_Record set_:
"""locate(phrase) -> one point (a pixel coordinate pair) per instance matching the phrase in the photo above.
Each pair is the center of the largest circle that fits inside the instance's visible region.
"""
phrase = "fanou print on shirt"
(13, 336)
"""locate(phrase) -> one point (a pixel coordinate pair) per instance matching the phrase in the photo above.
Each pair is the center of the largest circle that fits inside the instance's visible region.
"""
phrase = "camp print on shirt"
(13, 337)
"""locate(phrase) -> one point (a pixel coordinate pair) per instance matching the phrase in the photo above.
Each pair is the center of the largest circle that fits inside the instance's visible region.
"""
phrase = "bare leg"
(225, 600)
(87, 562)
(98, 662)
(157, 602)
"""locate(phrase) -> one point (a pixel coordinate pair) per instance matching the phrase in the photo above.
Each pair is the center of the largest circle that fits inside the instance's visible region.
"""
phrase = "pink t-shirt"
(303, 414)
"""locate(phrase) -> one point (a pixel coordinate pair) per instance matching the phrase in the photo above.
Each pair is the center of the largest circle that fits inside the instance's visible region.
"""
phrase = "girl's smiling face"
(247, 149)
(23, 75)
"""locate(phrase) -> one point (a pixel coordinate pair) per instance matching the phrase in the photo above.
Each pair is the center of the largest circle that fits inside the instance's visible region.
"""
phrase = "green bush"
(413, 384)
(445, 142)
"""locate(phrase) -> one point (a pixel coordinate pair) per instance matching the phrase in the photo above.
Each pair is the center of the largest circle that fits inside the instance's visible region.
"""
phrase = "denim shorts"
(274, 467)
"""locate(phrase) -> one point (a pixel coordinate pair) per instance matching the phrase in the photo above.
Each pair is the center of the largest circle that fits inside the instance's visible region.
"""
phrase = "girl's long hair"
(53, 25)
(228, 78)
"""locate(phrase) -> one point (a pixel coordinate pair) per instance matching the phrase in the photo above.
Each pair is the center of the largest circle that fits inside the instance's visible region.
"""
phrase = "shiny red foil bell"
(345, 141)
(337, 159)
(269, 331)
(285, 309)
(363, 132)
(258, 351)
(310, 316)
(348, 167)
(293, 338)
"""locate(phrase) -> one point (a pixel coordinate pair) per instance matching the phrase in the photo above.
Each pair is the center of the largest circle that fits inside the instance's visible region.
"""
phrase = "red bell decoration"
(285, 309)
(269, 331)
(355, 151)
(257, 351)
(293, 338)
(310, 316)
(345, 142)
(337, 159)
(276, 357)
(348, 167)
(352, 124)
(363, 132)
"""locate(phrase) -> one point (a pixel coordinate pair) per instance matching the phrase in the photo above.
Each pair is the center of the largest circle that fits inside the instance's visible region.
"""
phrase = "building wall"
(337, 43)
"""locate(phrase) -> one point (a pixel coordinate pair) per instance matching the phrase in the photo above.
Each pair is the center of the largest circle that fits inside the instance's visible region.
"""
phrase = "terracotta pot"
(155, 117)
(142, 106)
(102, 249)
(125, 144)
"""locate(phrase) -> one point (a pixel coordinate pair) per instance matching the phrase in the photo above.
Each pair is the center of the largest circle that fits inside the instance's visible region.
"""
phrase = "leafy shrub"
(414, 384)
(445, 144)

_Task directions_: Write out the entries above once more, without altering anything.

_Task answer_:
"""locate(phrase) -> one point (a pixel coordinate pair) per instance matching the phrase in the photo above.
Each pair is the center of the largest circle that fits inside the instance's visible region.
"""
phrase = "fanou print on shirt"
(13, 336)
"""locate(phrase) -> one point (a pixel coordinate pair) per instance matching the phrase in the photo above.
Each pair is the center of the largest circle that fits inside the instance's visible region.
"""
phrase = "camp print on shirt"
(13, 337)
"""locate(phrase) -> one point (a pixel coordinate pair) per instance matching the phrase in the photo above.
Each pair is the center of the largest circle that fits inside the instance's visible region.
"""
phrase = "bare leg"
(225, 600)
(87, 562)
(98, 662)
(157, 602)
"""locate(phrase) -> one point (a pixel coordinate pair) per instance matching the phrase in the photo above.
Each pair is the center of the largest circle that fits inside the instance's visible region.
"""
phrase = "pink t-shirt"
(303, 414)
"""locate(phrase) -> one point (a pixel coordinate pair) per instance matching the phrase in the photo above.
Each pair is the center of the largest circle that fits inside the instance's visible region.
"""
phrase = "girl's smiling face"
(247, 149)
(23, 75)
"""locate(phrase) -> one point (a pixel coordinate pair) per instance matching the phrase in the photo above.
Each pair is the center of the largest circle that fits inside the instance's visible region.
"""
phrase = "green bush"
(413, 384)
(445, 142)
"""locate(phrase) -> one point (a pixel coordinate pair) per instance matching the phrase in the photo above.
Each pair is the center of the largest circle that fits inside the instance's visible region.
"""
phrase = "denim shorts"
(274, 467)
"""locate(phrase) -> one point (a pixel coordinate pair) per instance matching the phrase in the photo above.
Each pair is the center of the largest circle that fits inside the instance's visible region.
"""
phrase = "girl's long hair"
(53, 25)
(228, 78)
"""locate(phrase) -> one point (a pixel coordinate pair) per instance matching the phrase in the photo above.
Each pair is the center of the largest circle that fits inside the instance's visible region.
"""
phrase = "shiny red foil bell"
(345, 141)
(337, 159)
(269, 331)
(285, 309)
(363, 132)
(258, 351)
(310, 316)
(348, 167)
(293, 338)
"""locate(phrase) -> one point (a pixel coordinate pair) per instance matching the phrase in the photo above.
Each pair is the center of the largest circle that fits inside the instance's visible region.
"""
phrase = "red bell decoration"
(285, 309)
(269, 331)
(355, 151)
(257, 351)
(293, 338)
(310, 316)
(345, 142)
(337, 159)
(276, 357)
(348, 167)
(352, 124)
(363, 132)
"""locate(phrase) -> one point (a pixel coordinate pair) per instance matching the phrase in the photo above.
Each pair is the center of the largest circle that fits inside the instance's visible region.
"""
phrase = "building wall"
(337, 43)
"""locate(phrase) -> one point (a pixel coordinate pair) per instance matching the phrase in the photo above.
Each pair is the center of the largest circle that fits inside the instance's visible region.
"""
phrase = "terracotta pot"
(155, 117)
(142, 106)
(102, 249)
(125, 144)
"""locate(phrase) -> one point (a pixel coordinate pair) per instance matching the phrase in the photo above.
Each pair is the center of the largest circle that fits inside the instance's visible region.
"""
phrase = "leafy shrub"
(414, 384)
(445, 144)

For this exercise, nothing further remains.